Directions for this task: The answer must be a single number: how many lines in the entries below contain the word "laptop".

--- START ---

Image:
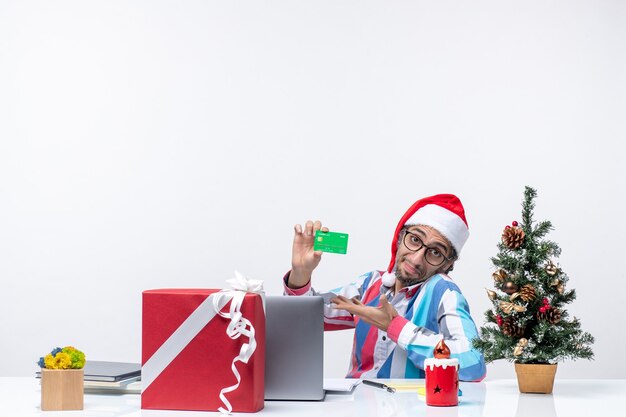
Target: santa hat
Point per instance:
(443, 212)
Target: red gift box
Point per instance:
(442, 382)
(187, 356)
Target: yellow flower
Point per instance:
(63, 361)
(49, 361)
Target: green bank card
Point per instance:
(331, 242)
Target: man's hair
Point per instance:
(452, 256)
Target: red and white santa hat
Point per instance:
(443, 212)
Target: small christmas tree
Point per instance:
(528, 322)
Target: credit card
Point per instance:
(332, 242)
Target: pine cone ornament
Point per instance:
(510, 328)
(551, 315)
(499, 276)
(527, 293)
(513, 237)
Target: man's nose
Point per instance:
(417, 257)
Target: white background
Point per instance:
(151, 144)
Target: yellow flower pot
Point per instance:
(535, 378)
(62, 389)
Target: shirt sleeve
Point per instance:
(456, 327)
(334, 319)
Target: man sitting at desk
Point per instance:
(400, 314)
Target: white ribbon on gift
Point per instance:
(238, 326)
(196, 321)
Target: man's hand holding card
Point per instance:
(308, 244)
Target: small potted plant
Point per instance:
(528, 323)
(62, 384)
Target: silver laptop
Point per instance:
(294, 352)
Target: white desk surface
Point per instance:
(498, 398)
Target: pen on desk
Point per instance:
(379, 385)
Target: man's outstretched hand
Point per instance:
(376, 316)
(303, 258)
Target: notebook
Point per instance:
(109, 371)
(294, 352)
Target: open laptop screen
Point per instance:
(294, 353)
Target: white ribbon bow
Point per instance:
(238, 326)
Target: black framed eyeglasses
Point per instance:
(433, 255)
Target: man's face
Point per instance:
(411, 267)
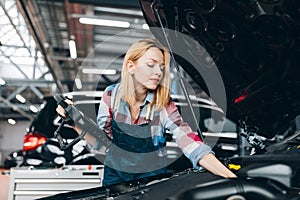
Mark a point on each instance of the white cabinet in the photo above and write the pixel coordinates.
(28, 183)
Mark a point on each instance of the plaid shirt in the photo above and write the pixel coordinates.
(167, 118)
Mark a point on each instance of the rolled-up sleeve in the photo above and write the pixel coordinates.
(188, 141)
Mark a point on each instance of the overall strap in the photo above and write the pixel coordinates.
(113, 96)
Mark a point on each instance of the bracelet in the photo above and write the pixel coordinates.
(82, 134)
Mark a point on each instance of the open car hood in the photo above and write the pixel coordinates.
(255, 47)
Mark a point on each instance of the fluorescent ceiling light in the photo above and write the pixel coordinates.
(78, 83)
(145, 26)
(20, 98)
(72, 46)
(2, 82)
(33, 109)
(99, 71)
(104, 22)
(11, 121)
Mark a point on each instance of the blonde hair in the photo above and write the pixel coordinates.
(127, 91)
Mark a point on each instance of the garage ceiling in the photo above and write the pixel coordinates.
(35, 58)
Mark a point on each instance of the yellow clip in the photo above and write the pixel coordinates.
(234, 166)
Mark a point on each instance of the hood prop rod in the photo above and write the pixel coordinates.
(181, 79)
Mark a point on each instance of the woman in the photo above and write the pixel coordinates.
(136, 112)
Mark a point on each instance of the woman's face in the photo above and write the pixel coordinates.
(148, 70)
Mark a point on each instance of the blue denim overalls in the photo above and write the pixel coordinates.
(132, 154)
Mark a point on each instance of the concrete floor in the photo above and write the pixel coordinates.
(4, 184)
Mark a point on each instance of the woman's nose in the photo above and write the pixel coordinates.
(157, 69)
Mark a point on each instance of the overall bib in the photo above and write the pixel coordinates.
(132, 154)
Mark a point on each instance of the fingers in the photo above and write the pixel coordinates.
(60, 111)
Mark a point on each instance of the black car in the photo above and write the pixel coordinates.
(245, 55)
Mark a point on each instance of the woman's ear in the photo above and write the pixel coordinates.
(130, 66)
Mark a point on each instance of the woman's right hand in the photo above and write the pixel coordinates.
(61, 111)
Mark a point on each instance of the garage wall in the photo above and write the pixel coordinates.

--- END ---
--- START ---

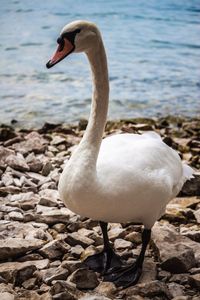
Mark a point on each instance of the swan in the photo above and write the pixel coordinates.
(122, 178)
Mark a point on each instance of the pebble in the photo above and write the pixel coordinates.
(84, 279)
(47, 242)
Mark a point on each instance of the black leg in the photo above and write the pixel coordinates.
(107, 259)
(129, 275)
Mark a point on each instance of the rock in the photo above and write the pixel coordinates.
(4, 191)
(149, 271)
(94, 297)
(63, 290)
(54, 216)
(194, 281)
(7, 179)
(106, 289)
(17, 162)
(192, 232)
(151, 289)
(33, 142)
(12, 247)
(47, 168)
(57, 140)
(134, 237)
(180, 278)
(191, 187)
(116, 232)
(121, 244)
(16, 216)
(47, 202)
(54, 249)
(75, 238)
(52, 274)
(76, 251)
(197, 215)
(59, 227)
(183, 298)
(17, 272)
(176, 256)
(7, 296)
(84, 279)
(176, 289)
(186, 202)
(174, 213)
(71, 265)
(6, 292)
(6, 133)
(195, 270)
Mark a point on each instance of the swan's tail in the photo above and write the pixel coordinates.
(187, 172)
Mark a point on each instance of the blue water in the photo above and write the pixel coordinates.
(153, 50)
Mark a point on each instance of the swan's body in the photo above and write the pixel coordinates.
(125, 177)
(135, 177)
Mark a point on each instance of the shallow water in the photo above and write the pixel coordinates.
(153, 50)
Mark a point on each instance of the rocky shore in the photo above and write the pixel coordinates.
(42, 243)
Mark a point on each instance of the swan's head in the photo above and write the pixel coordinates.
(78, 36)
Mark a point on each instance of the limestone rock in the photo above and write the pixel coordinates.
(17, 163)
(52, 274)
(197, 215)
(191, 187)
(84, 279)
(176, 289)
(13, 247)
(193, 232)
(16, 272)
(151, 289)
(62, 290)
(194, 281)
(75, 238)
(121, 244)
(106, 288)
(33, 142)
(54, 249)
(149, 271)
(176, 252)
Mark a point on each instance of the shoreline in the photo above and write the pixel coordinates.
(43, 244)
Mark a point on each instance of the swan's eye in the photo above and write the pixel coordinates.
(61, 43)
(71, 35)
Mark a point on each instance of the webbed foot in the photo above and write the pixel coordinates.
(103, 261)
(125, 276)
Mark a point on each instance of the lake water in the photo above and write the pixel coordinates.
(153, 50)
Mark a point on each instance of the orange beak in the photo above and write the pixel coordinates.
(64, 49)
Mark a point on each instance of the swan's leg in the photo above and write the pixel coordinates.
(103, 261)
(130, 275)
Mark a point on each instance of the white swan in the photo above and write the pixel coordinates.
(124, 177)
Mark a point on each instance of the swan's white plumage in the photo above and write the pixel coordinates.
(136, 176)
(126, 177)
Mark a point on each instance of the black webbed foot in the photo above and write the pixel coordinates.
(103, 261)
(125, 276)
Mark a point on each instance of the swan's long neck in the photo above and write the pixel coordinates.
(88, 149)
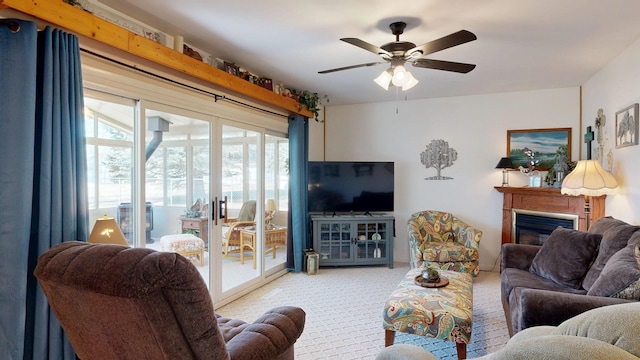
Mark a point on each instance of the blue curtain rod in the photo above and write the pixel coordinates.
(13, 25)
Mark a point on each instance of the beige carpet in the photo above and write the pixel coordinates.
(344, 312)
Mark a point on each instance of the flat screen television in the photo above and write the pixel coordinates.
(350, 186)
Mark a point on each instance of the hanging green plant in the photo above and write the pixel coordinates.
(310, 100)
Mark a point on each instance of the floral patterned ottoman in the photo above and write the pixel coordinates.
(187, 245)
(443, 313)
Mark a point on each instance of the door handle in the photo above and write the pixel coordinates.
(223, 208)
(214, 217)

--- END ---

Written solution: 2